Content starts

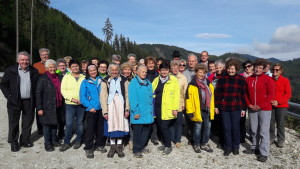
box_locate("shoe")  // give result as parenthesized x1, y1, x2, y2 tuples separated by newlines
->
(175, 142, 182, 148)
(115, 144, 125, 157)
(158, 145, 165, 151)
(193, 145, 201, 153)
(107, 145, 116, 158)
(152, 140, 159, 146)
(20, 142, 34, 148)
(85, 149, 94, 159)
(11, 144, 20, 152)
(45, 144, 55, 152)
(73, 142, 82, 149)
(276, 141, 284, 148)
(53, 141, 62, 147)
(162, 147, 172, 155)
(217, 144, 224, 149)
(141, 148, 150, 154)
(200, 143, 213, 153)
(242, 149, 260, 155)
(59, 144, 71, 152)
(95, 146, 107, 153)
(133, 152, 143, 158)
(257, 155, 268, 162)
(223, 149, 231, 156)
(233, 149, 239, 155)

Content ends

**ACTIVITY**.
Reprint every record exactly and skip the pictures.

**RESPONSE AREA**.
box_locate("shoe")  // give result as parenthesized x1, y1, x2, y2 tuples separated by newlines
->
(175, 142, 182, 148)
(115, 144, 125, 157)
(158, 145, 165, 151)
(193, 145, 201, 153)
(107, 145, 116, 158)
(152, 140, 159, 146)
(20, 142, 34, 148)
(85, 149, 94, 159)
(11, 144, 20, 152)
(45, 144, 55, 152)
(73, 142, 82, 149)
(276, 141, 284, 148)
(53, 141, 62, 147)
(162, 147, 172, 155)
(217, 144, 224, 149)
(141, 148, 150, 154)
(200, 143, 213, 153)
(242, 149, 260, 155)
(59, 144, 71, 152)
(95, 146, 107, 153)
(133, 152, 143, 158)
(257, 155, 268, 162)
(223, 149, 231, 156)
(233, 149, 239, 155)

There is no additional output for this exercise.